(Saved entries)
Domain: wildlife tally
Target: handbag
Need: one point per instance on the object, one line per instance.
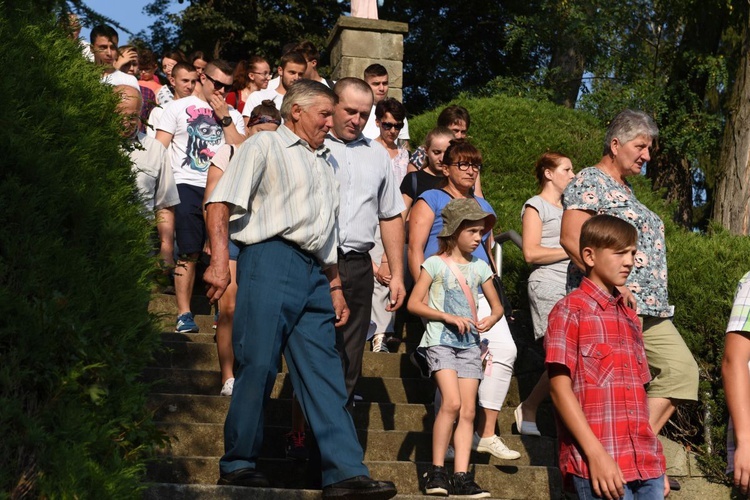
(484, 344)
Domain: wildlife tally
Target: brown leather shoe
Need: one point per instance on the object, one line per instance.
(360, 487)
(244, 477)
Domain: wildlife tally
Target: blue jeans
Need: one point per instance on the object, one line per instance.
(284, 306)
(648, 489)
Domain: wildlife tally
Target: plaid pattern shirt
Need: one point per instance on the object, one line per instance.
(599, 340)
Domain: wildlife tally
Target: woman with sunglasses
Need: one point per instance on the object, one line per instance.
(249, 76)
(461, 165)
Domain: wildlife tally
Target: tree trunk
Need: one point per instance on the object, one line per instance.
(732, 205)
(565, 73)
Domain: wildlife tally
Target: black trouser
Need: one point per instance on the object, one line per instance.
(355, 270)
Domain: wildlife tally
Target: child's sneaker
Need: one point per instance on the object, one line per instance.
(186, 324)
(437, 482)
(378, 343)
(228, 387)
(295, 446)
(494, 446)
(464, 485)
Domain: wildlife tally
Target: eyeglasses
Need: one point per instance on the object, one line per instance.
(218, 85)
(388, 126)
(463, 166)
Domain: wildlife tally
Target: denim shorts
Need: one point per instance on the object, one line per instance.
(646, 489)
(467, 363)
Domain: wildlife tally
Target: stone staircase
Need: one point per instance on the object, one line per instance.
(394, 424)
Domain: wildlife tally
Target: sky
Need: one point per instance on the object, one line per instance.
(129, 13)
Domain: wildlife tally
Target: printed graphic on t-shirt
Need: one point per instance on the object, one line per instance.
(203, 133)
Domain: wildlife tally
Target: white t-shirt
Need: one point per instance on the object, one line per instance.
(120, 78)
(255, 98)
(371, 130)
(196, 137)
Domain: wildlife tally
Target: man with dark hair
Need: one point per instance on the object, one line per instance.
(281, 194)
(153, 174)
(312, 55)
(104, 46)
(192, 129)
(376, 77)
(370, 197)
(291, 68)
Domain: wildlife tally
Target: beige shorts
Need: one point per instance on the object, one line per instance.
(674, 372)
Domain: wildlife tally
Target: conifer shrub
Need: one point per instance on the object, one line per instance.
(74, 276)
(703, 268)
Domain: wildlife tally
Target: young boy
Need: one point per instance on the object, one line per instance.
(597, 368)
(736, 376)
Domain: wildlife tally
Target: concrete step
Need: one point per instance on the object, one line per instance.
(176, 408)
(208, 440)
(512, 482)
(204, 382)
(203, 356)
(211, 492)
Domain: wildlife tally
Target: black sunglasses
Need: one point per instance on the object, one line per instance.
(388, 126)
(218, 85)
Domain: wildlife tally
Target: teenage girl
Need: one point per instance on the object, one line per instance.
(446, 295)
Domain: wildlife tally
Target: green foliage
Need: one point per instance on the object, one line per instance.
(704, 268)
(235, 29)
(74, 277)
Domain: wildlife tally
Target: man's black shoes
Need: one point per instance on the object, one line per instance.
(360, 487)
(244, 477)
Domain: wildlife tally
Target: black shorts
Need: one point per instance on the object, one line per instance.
(190, 228)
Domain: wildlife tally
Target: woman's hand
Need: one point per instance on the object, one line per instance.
(485, 324)
(463, 324)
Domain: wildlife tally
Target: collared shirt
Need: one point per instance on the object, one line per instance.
(276, 186)
(367, 189)
(599, 340)
(598, 192)
(153, 174)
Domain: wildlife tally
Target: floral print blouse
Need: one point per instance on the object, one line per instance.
(595, 191)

## WRITTEN TASK
Quote every record above exactly, leaving out any pictures.

## SOLUTION TO THIS EXERCISE
Domain: wildlife tally
Target: handbag
Need: one point per instance on the object, one line per instance.
(484, 344)
Domain: wildlife tally
Target: brown leather shoe
Need: one point per instance on the object, one line per instance.
(360, 487)
(244, 477)
Domain: wildlife tally
Target: blue jeans
Need: one point per instance on the object, one line per instance.
(284, 306)
(648, 489)
Domain: wildlife tally
Target: plaid pattern shirt
Need: one point per instance on the object, one line per instance.
(599, 340)
Domain: wildlife tally
Target: woman with sunglasses
Need: one point per instance on the object, one line per instance.
(249, 76)
(461, 165)
Domain: wildlife tally
Target: tree trunk
Need: one point per instance on the object, one line per instance.
(732, 205)
(565, 73)
Domain: wildlife tally
Target: black trouser
Need: one point per instance on the object, one line per instance.
(355, 270)
Domain: wildlife tally
Target: child's sneaker
Need: one point per instance on the object, one line per instance.
(186, 324)
(437, 482)
(378, 343)
(228, 387)
(295, 446)
(494, 446)
(464, 485)
Domain: wildlife tally
Target: eyeglasses
Need: one point per instance on the object, one line per instance.
(218, 85)
(388, 126)
(463, 166)
Domain: wildlife tally
Target: denim shorts
Need: one point per instance on the object, one line per instance.
(646, 489)
(467, 363)
Domain: wildlife tally
Target: stone staircase
Need: one point per instance on the object, one line per instance.
(394, 424)
Domain: wildlife tally
Target: sky
Need: one point per instance on the object, one line per instance.
(129, 13)
Domain: wildlife tally
Target: printed graphic on t-shirt
Need: one point per instance on the object, one line per instance.
(203, 133)
Domain: wildlife tally
Target: white t-shirt
Need: one point per instance on the object, one line per instance.
(120, 78)
(255, 98)
(371, 130)
(196, 137)
Domain: wildlife tally
Target: man with dark hair
Need: one point per instance on the object, one line per instance.
(281, 194)
(153, 174)
(312, 55)
(104, 46)
(192, 129)
(376, 77)
(370, 197)
(291, 68)
Domain: wildlife tally
Target: beige shorts
Need: one point per instance on the object, one line per instance.
(674, 372)
Domain: wildlife tally
Target: conifer shrub
Need: one point per instance on the object, one line per instance.
(74, 276)
(703, 268)
Domain: wildlife tally
Target: young boy
Need: one point per instance on the object, one line per instance.
(597, 368)
(736, 376)
Domain: wildlife tally
Target: concrete step
Need: one point per instance on the object, one line per instance.
(176, 408)
(208, 440)
(512, 482)
(204, 382)
(203, 356)
(211, 492)
Domain: wildlife tally
Target: black sunglasses
Need: one point per instance on the object, one line per instance.
(388, 126)
(218, 85)
Domain: wildlife tally
Target: teenage girl
Need: one point per instance on the object, one line per instance.
(446, 295)
Domain: wildlife tally
Target: green foliage
Need: one point per instance on the object, one line per instance.
(704, 268)
(235, 29)
(74, 277)
Domain: wildlife tally
Target: man's black shoes
Need: one point per instance on the object, one line per instance.
(360, 487)
(244, 477)
Domain: wildlife tally
Target: black shorts
Need: one point per instance on the object, one line per instance.
(190, 228)
Domain: wildlife tally
Target: woman's hand
Need: one point per instance on the object, one line per instance.
(485, 324)
(463, 324)
Domain: wildlife tally
Target: collared shirt
Need: one point per instance on the object, one line per instance.
(276, 186)
(367, 189)
(599, 340)
(598, 192)
(153, 174)
Domain: wildlife tally
Target: floral print blouse
Need: one point per instance on the object, one line per instance.
(595, 191)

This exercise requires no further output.